[GIVEN REQUEST]: Copy each line of the data below verbatim, keeping every character as it appears.

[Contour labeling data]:
· · · ·
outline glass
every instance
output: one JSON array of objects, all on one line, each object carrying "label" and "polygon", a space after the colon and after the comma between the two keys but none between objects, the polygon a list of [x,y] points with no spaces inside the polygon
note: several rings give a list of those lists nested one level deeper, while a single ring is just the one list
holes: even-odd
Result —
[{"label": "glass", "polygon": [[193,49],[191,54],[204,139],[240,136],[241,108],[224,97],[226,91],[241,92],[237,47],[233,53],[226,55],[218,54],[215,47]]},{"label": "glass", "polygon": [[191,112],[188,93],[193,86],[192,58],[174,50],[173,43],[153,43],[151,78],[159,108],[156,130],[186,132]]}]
· · · ·
[FULL SOLUTION]:
outline glass
every instance
output: one JSON array of objects, all on one line, each object carrying "label" and "polygon", a space after the colon and after the comma between the two keys but none between objects, the polygon a list of [x,y] points with no spaces inside the polygon
note: several rings give a list of those lists nested one level deeper, while a single ring is just the one list
holes: even-odd
Result —
[{"label": "glass", "polygon": [[193,49],[191,54],[204,139],[240,136],[241,108],[224,97],[226,91],[241,92],[237,47],[233,53],[226,55],[218,54],[215,47]]},{"label": "glass", "polygon": [[191,112],[188,93],[193,86],[192,58],[174,50],[173,43],[153,43],[151,78],[159,108],[156,130],[186,132]]}]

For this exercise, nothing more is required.